*読む文章*.
================

レーン医師は左胸を切開し、第5肋骨を切離して、心膜がよく見えるようにしました。恐らく心膜は損傷した心臓から流出していた血液で緊満していたと思います。その心膜を切開。切開すると心嚢内に貯まっていた血液が大量に流出し、図3の如く心臓に孔が開いていたのがわかったのです。ここに絹糸(けんし)を3針かけて縫合し、止血に成功しました。
「ナイフにより傷つき心臓に開いた孔に、3針目の糸をかけて縛ったら、出血はとまった」とレーン医師は記しています(図4)。
心臓の損傷を縫合して止血した後、胸腔や心嚢内を生理食塩水で良く洗浄、ヨードホルムガーゼを心臓縫合部に巻いて手術を終了しています。患者さんは手術後重篤な膿胸(注:胸の中に膿がたまる病気です。今でもその治療は簡単ではありません)に陥ったのですが(抗生物質など無い時代です)、幸い助かり、無事退院し元の仕事に戻ることができたのです。
手術から6ヵ月後、ベルリンで開かれた外科学会でレーン医師はこの手術の経過を詳しく報告しました。
「心臓を手術しても死なない」
「心臓を縫合することができる」

================

*提供資料*.
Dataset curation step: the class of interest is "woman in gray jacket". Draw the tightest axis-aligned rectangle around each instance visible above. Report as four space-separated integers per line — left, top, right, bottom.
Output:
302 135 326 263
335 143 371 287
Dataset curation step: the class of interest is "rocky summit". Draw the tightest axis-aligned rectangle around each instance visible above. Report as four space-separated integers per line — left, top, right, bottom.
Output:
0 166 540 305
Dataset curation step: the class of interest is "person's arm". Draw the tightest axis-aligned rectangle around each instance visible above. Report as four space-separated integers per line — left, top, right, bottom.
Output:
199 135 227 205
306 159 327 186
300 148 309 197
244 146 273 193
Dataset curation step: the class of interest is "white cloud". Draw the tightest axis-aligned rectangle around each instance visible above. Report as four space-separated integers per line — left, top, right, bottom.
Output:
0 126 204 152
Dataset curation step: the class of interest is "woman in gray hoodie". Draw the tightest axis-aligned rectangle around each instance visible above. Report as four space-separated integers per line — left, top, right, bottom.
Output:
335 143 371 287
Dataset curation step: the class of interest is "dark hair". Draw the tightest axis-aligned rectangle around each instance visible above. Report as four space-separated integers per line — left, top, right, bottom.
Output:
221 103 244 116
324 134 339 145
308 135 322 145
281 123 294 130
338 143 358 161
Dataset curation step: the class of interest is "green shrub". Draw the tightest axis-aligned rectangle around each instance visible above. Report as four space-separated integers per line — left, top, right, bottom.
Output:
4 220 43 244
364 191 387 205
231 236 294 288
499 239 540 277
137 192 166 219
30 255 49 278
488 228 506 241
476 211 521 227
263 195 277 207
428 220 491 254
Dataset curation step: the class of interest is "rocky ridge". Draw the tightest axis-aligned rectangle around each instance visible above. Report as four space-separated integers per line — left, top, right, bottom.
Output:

================

*実施する課題*.
[a] 心臓縫合手術の文章によると、レーン医師は心臓に開いた孔を何で、何針かけて縫合しましたか。
[b] 次の(i)〜(iii)が心臓縫合手術の文章の内容と合っているかどうかを答え、それぞれ根拠となる本文の語句をそのまま引用してください。
(i) レーン医師は右胸を切開した。
(ii) 患者は手術後に膿胸に陥った。
(iii) 手術の経過はベルリンの外科学会で報告された。
[c] 心臓縫合手術の文章を、最後の文の後から書き続けてください。
上に並ぶ行は、心臓縫合手術の文章とは関係がありません。

*解答*.
[a] 絹糸を3針かけて縫合しました。

[b]
(i) いいえ。「レーン医師は左胸を切開し」
(ii) はい。「患者さんは手術後重篤な膿胸」
(iii) はい。「ベルリンで開かれた外科学会でレーン医師はこの手術の経過を詳しく報告しました」

[c]
というニュースは瞬く間に世界中に広まり、世界のあちこちで成功例が報告されるようになりました。心臓外科の幕開けです。レーン医師はその後の10年間に124例の心臓縫合手術を行い、40%は救命できています。素晴らしい成績です。
図4:レーン医師が書いた世界最初の心臓手術成功例の論文です。全文が読みたい方は筆者まで連絡をください。
実はレーン医師が心臓手術を最初に行ったわけではありません。
ノルウェーの外科医 Axel Cappelen は1895年9月4日に、イタリアの外科医 Guido Farina は1896年3月にレーン医師と同様な心臓外傷に対して手術を行っています(文献2、3)。レーン医師が手術を行ったのは1896年9月です。Axel Cappelen 医師、Guido Farina医師の手術より遅いのです。しかし、彼らの手術は成功しませんでした。患者さんはお亡くなりなっています。
つまり、心臓手術に「最初に成功」したのがレーン医師だったのです。心臓が傷ついた場所が良かった(血圧が低い右心室だったのです)のと、手術後に感染を生じても、なんとか、治ったのでレーン医師は医学の歴史に名前が残りました。Axel Cappelen 医師、Guido Farin医師が手術した患者さんが助かったら話は違ったと思います。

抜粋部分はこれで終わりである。